TASK BRIEF
Reproduce every line of the listing below word for word. Leave out the pictures.
── RECORDS ──
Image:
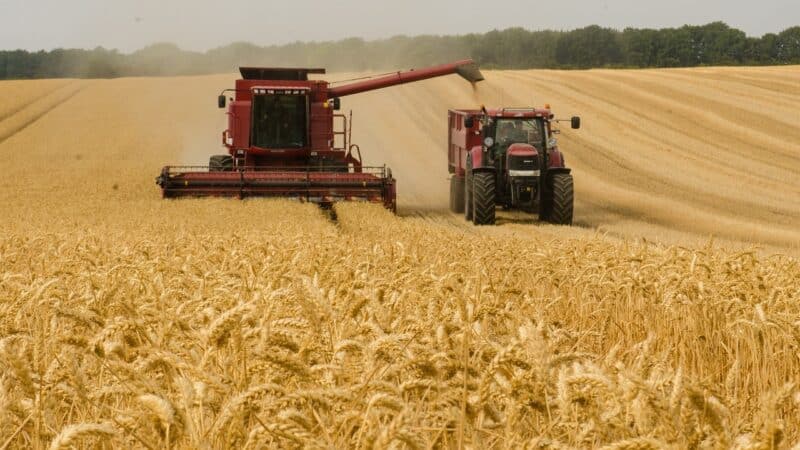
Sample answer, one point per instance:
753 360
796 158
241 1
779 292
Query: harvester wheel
220 163
468 205
457 194
484 198
558 209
───
WRITTEN ANSWER
Image:
Sample answer, one point per instance:
753 360
796 158
241 1
779 292
Query: harvester wheel
220 163
468 205
457 194
484 198
558 209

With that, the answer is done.